##### KUTIPAN TEKS #####
Tapi sejauh mana orang Jepang di bandar Kagoshima itu memahami
ajaran Kristus masih jadi tandatanya. Bahasa Jepang Franciscus
Xaverius terbatas. Ada sebagian penulis sejarah yang menduga
bahwa mungkin saja orang Jepang itu menganggap agama yang dibawa
orang Spanyol itu hanyalah salah satu sekte di antara sekte
Budhis yang lain. Toh antara agama Kristen dan Budha ada
beberapa hal yang sama.
Betapapun dangkalnya hasil pengkristenan orang Jepang di masa
itu, kaum Jesuit pada umumnya dihormati oleh penduduk dan kaum
aristokrat setempat. Ada yang menduga bahwa hal ini disebabkan
karena kaum samurai sangat terkesan oleh disiplin yang berlaku
di kalangan padri yang tersusun secara hirarkis itu -- suatu hal
yang juga ada di masyarakat Jepang. Tapi ada pula yang punya
teori lain.
Para padri Jesuit itu, apa pun kebangsaannya, dapat deking kuat
dari para pejabat dan saudagar serta pelaut Portugis. Mereka ini
sangat menghormati, dan umumnya tunduk kepada para rohaniawan
itu, serombongan manusia alim yang bersusah payah ke negeri jauh
atas nama Jesus. Karena kapal dagang Portugis sangat penting
bagi kehidupan ekonomi kota-kota pantai Jepang masa itu, para
daimyo tidak ingin merusak hubungan baik yang sudah terjalin
dengan mengganggu para padri Jesuit.
Bahkan seorang pembesar di barat laut Kyushu kontan masuk
Kristen dan diganti namanya menjadi "Dom Bartholomew". Orang
Jepang yang bernama baru inilah yang kemudian memberi kaum
Jesuit sebuah kampung untuk pelabuhan perdagangan dengan
Portugis. Nama kampung itu Nagasaki -- yang kemudian dengan
cepat jadi sebuah kota, yakni kota perdagangan dan kota Nasrani.
#####
> SOAL 1
Dalam kutipan teks tentang kaum Jesuit di Jepang, pembesar di barat laut Kyushu yang masuk Kristen diberi nama baru apa?
> SOAL 2
Ringkas paragraf dalam kutipan teks tentang kaum Jesuit di Jepang yang dimulai dengan "Para padri Jesuit itu", tetapi fakta pokoknya tetap ada.
> SOAL 3
Lanjutkan kutipan teks tentang kaum Jesuit di Jepang mulai dari bagian terakhirnya.
##### MATERI YANG DIBERIKAN #####
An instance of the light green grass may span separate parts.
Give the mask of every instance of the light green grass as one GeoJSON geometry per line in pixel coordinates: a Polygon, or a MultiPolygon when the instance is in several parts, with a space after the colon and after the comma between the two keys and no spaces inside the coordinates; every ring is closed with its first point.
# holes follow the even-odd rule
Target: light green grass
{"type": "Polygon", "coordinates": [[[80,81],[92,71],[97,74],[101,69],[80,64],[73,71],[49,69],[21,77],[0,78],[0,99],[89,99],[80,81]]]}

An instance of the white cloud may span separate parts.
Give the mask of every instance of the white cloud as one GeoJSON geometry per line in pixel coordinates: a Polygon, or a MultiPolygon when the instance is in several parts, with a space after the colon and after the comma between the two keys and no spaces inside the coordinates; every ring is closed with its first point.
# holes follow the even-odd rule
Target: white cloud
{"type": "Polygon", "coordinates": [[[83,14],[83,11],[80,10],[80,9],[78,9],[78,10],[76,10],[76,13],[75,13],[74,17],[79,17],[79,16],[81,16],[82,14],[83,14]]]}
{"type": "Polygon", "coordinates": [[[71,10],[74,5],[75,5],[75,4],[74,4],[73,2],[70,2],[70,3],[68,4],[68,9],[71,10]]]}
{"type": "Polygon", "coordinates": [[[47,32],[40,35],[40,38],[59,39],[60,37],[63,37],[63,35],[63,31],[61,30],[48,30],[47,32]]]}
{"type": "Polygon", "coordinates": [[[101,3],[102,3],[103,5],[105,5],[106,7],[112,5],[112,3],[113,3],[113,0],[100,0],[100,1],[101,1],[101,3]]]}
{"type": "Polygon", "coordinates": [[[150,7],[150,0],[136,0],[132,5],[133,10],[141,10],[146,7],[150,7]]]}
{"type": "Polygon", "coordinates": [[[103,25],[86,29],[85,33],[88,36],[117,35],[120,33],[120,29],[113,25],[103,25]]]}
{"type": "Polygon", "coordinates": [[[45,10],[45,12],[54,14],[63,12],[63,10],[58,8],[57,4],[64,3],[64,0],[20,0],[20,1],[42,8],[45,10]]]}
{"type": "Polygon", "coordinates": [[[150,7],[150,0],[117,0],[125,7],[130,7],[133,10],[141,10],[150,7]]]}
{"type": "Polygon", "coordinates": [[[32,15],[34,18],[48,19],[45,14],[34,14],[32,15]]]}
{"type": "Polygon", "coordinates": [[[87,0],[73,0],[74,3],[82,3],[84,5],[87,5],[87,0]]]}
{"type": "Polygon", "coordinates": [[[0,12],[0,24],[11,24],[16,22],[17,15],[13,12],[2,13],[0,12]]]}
#####
> JAWABAN 1
"Dom Bartholomew".

> JAWABAN 2
Para padri Jesuit, apa pun kebangsaannya, didukung kuat oleh pejabat, saudagar, dan pelaut Portugis yang sangat menghormati dan umumnya tunduk kepada mereka. Kapal dagang Portugis penting bagi ekonomi kota-kota pantai Jepang. Karena itu para daimyo tidak mau mengganggu para padri Jesuit supaya hubungan baik yang sudah terjalin tidak rusak.

> JAWABAN 3
Itu terjadi di awal abad ke-17. Di pertengahan abad ke-20, kita
tahu, Nagasaki hancur luluh oleh sebuah bom dahsyat dari pesawat
Amerika Serikat.
Sejarah pertemuan antara orang Jepang dan orang Barat memang
tidak selamanya manis. Para padri Jesuit itu bukannya tanpa
musuh. Memang, para rahib Budha tak sedikit yang korup dan
karenanya tak disukai rakyat, namun sebaliknya semangat para
penyebar agama Nasrani di Jepang masa itu kadang
berlebih-lebihan. Beberapa kali mereka menghancurkan kuil Budhis
dan tempat tinggal para pendetanya. Ini menyebabkan orang-orang
Budha marah, dan mereka tak jarang mendapat bantuan militer dari
para daimyo yang memandang orang asing itu dengan benci.
Tapi nasib buruk Gereja Katolik di Jepang tidak datang dari
dalam Jepang sendiri.
Nobunaga -- orang kuat dari Owari yang sangat ditakuti itu --
mati di tahun 1582. Dia dikhianati salah seorang jenderalnya: di
pagi hari itu, ketika fajar baru rekah, sepasukan samurai yang
tadinya setia menyerbu tempatnya menginap di Kyoto. Panah
menerobos perut dan pinggangnya, tapi Nobunaga -- yang selama
hidupnya gemar berlatih keterampilan perang dan ketahanan tubuh
-- masih melawan. Ketika lukanya kian paran, ia pun masuk ke
dalam kamarnya, mengunci pintu. Di situ, kata sebuah sumber,
panglima yang angkuh itu merobek perutnya sendiri. Ia malakukan
bunuh diri rituil, seppuku.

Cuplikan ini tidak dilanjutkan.